- Passage présenté
---+---

Bien avant de parler du film proprement dit, il est je pense nécessaire de se pencher sur sa production, tant celle-ci pourrait à elle seule constituer le scénario d'une formidable histoire de cinéma.

L'aventure débute en 1972, lorsque le jeune Kidlat Tahimik se trouve à Munich où il a investi toutes ses économies pour avoir le droit de vendre des mascottes des jeux olympiques faites en coquillages pour lesquelles il a associé plusieurs villageois de sa région natale des philippines, hélas les dramatiques événements qui jetteront un voile noir sur ces olympiades mettent à bas ses espoirs et il se retrouve coincé à Munich sans argent, hébergé par un ami étudiant en cinéma, ce dernier lui confie quelques boulots alimentaires, comme porter le matériel, servir de chauffeur etc. Petit à petit Kidlat acquiert les bases de l'utilisation d'une caméra et se découvre une passion à filmer absolument tout, sitôt que la caméra est disponible, un jour son ami étudiant doit dans le cadre de ses études passer une épreuve centrée sur le montage, or le professeur sensé lui faire passer cette épreuve est indisponible et se voit remplacer par Werner Herzog à qui Kidlat montre sans réelle détermination les déjà nombreuses images qu'il filme depuis bientôt deux ans. De son œil aiguisé et expert Werner Herzog décèle chez ce jeune philippin un énorme potentiel et l'encourage fortement à poursuivre dans cette voie, il lui offrira afin de l'aider financièrement un petit rôle dans son film "L'énigme de Kaspar Hauser" ainsi que quelques contacts "pro", c'est notamment de cette façon qu'il pourra acquérir à très bas prix de nombreuses pellicules 16mm dont les dates de péremptions les destinaient au rebus ou en tout cas pas à une utilisation dans le cadre de la production d'un film de studio.

---+---

- Énoncé 1
Citez le passage présenté en commençant par « Bien avant de » et en continuant jusqu'à « histoire de cinéma. » inclus.
Les enregistrements ci-après n'ont aucun lien avec le passage.

- Enregistrements présentés
---+---

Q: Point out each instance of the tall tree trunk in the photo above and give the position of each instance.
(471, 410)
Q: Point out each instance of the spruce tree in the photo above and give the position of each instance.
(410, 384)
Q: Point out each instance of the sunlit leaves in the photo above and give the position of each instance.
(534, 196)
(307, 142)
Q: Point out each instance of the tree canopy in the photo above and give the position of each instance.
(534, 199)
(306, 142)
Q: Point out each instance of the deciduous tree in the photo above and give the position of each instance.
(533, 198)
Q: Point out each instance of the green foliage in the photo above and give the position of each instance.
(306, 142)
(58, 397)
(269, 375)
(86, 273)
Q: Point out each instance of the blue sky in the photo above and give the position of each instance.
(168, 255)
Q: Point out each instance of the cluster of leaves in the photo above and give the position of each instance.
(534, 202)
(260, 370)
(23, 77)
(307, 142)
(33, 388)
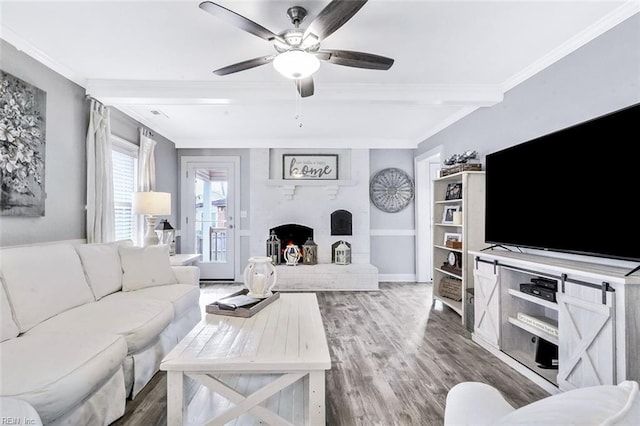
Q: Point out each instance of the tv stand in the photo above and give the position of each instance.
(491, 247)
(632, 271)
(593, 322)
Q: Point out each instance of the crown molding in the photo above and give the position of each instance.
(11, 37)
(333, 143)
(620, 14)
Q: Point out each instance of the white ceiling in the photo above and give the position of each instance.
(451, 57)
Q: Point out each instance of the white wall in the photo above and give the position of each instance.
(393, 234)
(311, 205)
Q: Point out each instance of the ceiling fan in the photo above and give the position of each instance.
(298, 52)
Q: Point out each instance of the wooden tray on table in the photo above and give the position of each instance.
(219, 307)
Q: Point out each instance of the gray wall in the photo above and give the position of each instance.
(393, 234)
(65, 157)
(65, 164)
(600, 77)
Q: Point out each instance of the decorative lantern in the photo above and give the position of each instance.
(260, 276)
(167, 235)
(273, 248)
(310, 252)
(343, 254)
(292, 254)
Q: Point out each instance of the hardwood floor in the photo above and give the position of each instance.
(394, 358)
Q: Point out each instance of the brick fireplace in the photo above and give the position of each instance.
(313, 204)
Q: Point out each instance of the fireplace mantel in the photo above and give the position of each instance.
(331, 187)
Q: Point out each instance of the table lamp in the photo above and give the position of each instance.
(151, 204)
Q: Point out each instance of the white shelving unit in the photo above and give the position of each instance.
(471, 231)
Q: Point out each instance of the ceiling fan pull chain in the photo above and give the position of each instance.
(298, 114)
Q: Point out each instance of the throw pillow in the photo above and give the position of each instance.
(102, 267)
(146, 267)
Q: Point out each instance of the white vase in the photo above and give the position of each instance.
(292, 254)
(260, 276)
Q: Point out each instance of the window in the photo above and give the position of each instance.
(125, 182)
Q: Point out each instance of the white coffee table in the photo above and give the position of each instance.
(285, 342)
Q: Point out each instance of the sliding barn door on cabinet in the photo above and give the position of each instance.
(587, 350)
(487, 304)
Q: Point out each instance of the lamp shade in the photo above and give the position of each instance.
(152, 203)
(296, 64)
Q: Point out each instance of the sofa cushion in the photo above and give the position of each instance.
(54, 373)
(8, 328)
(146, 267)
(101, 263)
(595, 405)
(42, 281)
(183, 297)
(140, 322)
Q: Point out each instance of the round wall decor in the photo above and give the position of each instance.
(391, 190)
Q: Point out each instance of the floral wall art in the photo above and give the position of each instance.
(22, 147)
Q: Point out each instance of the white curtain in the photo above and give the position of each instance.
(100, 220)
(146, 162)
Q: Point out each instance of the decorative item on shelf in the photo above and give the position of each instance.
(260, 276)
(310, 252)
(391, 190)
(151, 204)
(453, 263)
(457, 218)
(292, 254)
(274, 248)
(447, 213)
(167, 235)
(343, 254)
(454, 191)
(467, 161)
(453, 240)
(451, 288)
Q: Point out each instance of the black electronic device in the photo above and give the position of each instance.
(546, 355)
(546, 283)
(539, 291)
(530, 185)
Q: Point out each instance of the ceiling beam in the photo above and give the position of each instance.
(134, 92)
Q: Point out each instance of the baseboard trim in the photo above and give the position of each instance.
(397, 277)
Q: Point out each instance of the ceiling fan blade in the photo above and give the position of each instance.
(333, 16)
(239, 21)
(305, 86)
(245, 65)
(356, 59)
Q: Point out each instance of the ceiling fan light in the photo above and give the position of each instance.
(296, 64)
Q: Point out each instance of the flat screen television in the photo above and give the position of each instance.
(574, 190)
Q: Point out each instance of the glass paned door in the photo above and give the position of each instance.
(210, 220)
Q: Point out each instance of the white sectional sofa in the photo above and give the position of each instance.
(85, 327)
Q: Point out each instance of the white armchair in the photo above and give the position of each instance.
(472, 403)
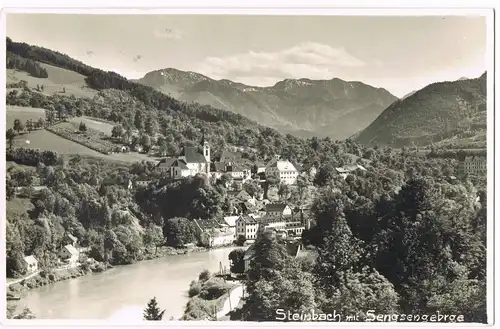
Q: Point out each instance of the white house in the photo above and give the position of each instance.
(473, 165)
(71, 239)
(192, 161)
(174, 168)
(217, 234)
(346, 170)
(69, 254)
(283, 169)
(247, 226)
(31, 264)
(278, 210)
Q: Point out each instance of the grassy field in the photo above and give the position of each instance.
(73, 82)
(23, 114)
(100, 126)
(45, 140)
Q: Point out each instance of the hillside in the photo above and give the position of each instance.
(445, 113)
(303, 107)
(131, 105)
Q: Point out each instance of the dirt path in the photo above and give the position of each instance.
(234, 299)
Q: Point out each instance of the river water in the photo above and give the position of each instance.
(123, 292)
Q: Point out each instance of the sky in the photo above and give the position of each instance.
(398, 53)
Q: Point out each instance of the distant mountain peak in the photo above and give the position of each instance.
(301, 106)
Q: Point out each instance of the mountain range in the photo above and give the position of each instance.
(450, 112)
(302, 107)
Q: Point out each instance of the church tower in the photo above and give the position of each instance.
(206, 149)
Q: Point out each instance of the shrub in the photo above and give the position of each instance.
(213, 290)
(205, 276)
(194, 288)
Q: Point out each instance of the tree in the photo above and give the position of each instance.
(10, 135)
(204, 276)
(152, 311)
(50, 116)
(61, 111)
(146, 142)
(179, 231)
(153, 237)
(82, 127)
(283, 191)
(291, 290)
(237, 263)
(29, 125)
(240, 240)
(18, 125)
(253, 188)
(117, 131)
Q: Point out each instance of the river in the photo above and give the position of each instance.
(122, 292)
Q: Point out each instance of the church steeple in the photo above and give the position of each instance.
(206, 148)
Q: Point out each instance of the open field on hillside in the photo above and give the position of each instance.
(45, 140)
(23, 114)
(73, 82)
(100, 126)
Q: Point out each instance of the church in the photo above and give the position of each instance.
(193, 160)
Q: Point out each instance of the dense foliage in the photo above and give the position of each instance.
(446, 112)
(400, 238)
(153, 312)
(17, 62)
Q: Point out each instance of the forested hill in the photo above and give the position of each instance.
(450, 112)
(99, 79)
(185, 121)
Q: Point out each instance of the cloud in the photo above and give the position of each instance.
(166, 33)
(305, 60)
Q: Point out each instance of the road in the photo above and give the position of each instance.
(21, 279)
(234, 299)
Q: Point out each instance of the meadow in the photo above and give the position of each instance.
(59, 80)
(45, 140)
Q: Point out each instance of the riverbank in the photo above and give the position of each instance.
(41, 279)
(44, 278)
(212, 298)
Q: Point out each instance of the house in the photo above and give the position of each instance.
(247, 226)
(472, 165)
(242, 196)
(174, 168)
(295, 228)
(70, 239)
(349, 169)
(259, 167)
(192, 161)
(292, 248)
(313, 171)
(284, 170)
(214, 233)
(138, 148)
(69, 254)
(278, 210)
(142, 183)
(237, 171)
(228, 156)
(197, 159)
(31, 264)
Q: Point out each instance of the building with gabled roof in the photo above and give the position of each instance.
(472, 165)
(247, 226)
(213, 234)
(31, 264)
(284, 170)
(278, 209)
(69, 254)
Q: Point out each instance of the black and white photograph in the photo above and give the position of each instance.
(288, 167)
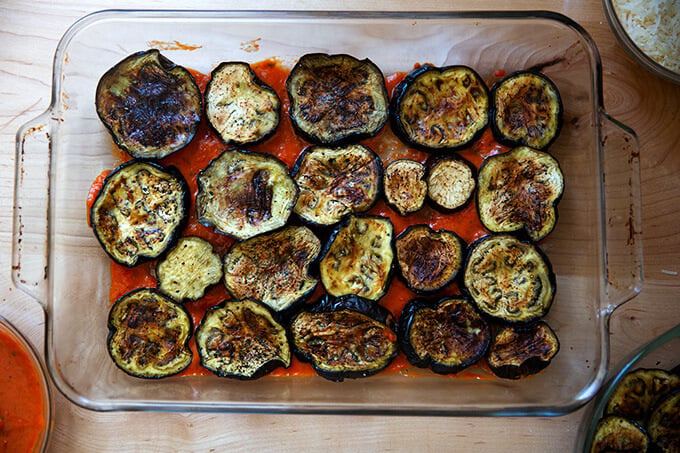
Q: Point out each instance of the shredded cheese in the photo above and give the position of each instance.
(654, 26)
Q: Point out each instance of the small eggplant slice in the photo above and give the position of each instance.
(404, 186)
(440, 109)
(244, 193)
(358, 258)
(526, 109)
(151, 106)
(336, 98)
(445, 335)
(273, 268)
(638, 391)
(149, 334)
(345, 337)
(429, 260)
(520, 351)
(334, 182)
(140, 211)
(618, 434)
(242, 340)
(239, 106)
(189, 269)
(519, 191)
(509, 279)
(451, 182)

---+---

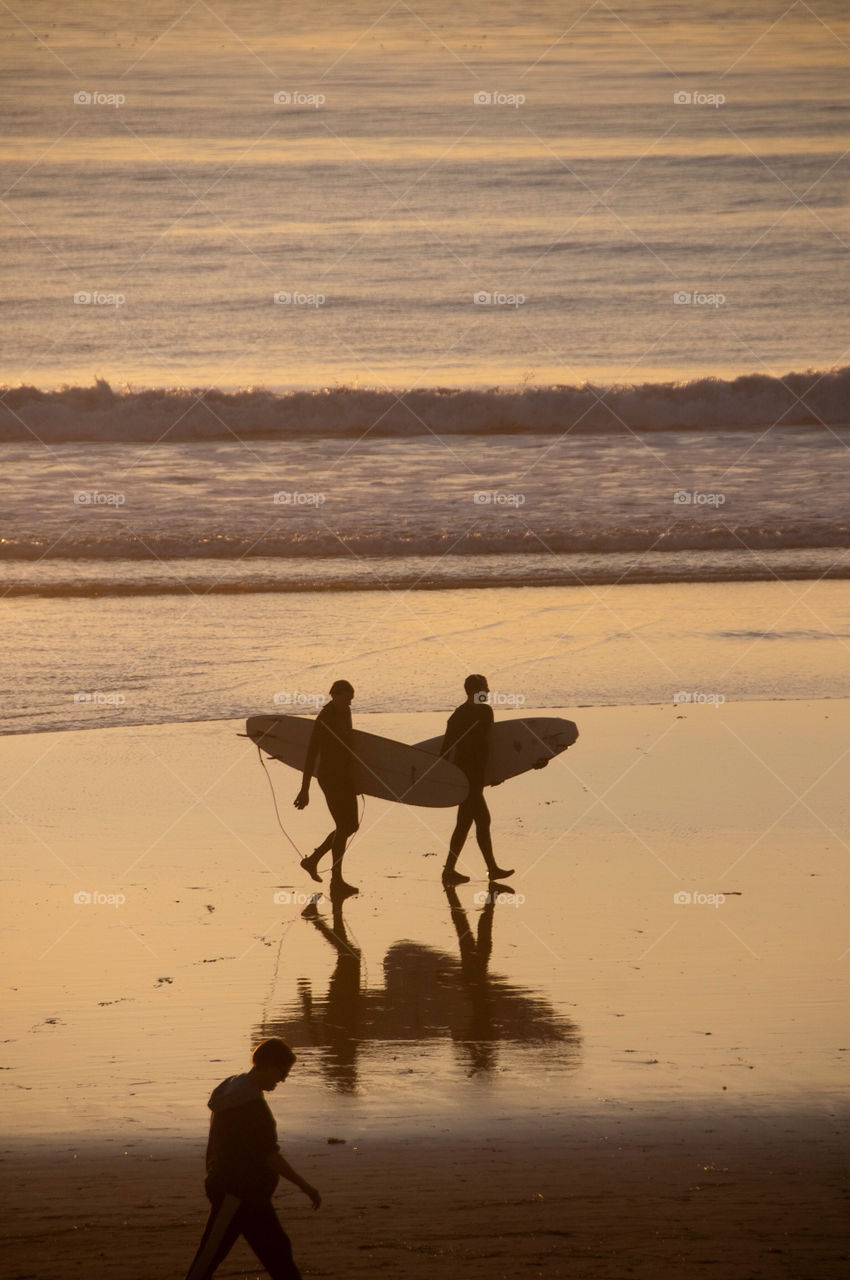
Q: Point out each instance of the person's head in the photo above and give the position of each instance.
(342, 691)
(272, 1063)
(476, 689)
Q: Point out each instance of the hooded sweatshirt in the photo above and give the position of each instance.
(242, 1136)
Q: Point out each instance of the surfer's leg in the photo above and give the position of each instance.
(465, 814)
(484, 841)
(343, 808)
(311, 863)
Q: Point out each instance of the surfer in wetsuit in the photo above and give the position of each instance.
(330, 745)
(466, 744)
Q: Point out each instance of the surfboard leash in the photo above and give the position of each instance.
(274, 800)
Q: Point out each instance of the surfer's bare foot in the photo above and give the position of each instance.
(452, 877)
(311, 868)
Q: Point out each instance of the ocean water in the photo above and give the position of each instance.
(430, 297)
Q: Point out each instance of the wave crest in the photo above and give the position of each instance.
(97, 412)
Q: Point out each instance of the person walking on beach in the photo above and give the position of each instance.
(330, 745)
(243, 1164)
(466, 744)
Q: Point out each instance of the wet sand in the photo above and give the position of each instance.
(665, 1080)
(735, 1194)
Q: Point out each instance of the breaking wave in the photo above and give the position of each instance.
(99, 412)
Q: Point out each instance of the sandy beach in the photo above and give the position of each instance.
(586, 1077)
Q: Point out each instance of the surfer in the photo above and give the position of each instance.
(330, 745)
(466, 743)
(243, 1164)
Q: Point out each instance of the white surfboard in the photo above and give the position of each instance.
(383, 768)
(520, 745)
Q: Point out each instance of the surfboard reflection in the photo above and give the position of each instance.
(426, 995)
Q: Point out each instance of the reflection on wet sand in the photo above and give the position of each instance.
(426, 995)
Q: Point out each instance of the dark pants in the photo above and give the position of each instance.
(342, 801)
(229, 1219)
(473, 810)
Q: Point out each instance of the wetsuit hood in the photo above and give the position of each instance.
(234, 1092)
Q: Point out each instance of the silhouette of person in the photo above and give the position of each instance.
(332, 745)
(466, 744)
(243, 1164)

---+---

- Énoncé 2
Montrez chaque ligne des enregistrements qui contient le mot « door », en tenant compte de la casse.

- Réponse complète 1
Bien avant de parler du film proprement dit, il est je pense nécessaire de se pencher sur sa production, tant celle-ci pourrait à elle seule constituer le scénario d'une formidable histoire de cinéma.

- Réponse complète 2
Q: Point out each instance of the sliding barn door on cabinet in the photo above and give the position of each instance.
Q: Point out each instance of the glass paned door in the photo above and give the position of each instance.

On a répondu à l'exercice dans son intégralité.